Exercise: Here are some entries. Repeat all of them exactly.

Material provided:
═══
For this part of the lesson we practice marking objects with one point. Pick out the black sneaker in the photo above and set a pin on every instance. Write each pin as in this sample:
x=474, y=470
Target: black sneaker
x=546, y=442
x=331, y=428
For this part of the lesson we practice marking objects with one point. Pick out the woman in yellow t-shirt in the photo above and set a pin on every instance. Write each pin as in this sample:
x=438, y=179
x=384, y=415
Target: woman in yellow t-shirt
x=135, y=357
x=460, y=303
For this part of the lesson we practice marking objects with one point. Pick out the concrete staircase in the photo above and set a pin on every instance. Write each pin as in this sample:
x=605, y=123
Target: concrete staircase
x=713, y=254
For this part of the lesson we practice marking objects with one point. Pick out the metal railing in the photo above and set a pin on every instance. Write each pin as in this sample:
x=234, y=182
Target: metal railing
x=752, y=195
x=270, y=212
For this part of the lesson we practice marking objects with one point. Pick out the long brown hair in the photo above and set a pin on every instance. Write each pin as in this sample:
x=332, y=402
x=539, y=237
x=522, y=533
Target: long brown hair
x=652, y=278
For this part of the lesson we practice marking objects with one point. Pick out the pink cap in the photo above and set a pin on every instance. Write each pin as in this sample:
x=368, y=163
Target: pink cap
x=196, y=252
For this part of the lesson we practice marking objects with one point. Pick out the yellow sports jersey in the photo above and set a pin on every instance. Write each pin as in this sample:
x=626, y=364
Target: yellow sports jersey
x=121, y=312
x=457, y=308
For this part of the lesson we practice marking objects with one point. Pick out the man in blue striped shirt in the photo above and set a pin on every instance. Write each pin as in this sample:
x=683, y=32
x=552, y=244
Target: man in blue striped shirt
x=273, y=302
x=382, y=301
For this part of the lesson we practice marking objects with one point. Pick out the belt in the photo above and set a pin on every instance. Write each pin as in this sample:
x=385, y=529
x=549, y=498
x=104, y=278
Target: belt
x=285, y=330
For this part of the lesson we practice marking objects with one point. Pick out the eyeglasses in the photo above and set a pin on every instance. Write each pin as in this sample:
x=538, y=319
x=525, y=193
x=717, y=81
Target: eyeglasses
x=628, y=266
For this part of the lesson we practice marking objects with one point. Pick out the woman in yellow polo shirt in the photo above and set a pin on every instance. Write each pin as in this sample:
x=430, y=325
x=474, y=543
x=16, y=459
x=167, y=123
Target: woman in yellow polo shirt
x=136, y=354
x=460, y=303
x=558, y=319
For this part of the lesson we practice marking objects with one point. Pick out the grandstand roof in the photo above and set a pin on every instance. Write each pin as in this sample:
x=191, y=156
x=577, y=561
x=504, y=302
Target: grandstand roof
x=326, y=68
═══
Written answer:
For this part of the lesson we practice marking objects with one point. Pick out the black sneaker in the photo above and set a pin on every instance. Write each pin as in this sample:
x=474, y=470
Target: black sneaker
x=546, y=442
x=331, y=428
For this part of the lesson we practice marking objects with one point. Pick out the woman in yellow t-shirt in the photo above and set a pin on every instance. Write each pin as in this sample:
x=438, y=179
x=384, y=415
Target: woman in yellow t-shirt
x=135, y=357
x=460, y=303
For this part of the lesson we practice marking objects with one point. Pick out the concrete staircase in the photo above and set a pin on every instance. Write each pin as in this sample:
x=605, y=123
Target: concrete staircase
x=713, y=254
For this part of the lesson we practice marking objects with one point. Pick out the metal railing in the photo above and set a pin on every instance. Write each pin as in this sample:
x=234, y=182
Target: metal railing
x=752, y=195
x=270, y=212
For this part of the lesson we practice marking objects with one point. Pick out the long brown hair in the photo above and set a pin on every instance. Write each pin as in this sample:
x=332, y=402
x=539, y=237
x=522, y=533
Target: long brown hair
x=652, y=278
For this part of the lesson we practice marking objects with one point. Pick out the pink cap in the photo above and set a pin on every instance. Write each pin as in this sample:
x=368, y=163
Target: pink cap
x=196, y=252
For this part of the lesson we practice marking objects with one point. Pick out the yellow sports jersey in the photo above and set a pin on every instance. Write each pin as in this sample:
x=626, y=364
Target: yellow sports jersey
x=121, y=312
x=457, y=308
For this part of the lesson we practice marking objects with one point. Pick out the man in blue striped shirt in the photo above and set a pin on every instance. Write each pin as in this sample:
x=683, y=32
x=552, y=244
Target: man in blue striped shirt
x=273, y=302
x=382, y=301
For this part of the lesson we practice marking objects with one point. Pick out the belt in the photo above and set a pin on every instance. Write each pin as in this sample:
x=385, y=529
x=549, y=498
x=104, y=278
Target: belt
x=285, y=330
For this part of the lesson we practice marking objects with one point. Pick out the eyeglasses in the photo above and set a pin on every instance. Write each pin as in this sample:
x=538, y=319
x=525, y=193
x=717, y=81
Target: eyeglasses
x=628, y=266
For this part of the lesson we practice marking objects with one point. Pick out the woman in yellow polo shirt in the photo above and set a pin on every instance. Write each pin as in this sample:
x=430, y=325
x=474, y=543
x=16, y=459
x=167, y=123
Target: woman in yellow polo shirt
x=136, y=354
x=460, y=303
x=558, y=319
For this part of the lesson we practice marking objects with one point. Pick out the grandstand roof in the photo above and set a pin on every instance. Write each pin as in this sample:
x=191, y=156
x=577, y=561
x=504, y=302
Target: grandstand roof
x=326, y=68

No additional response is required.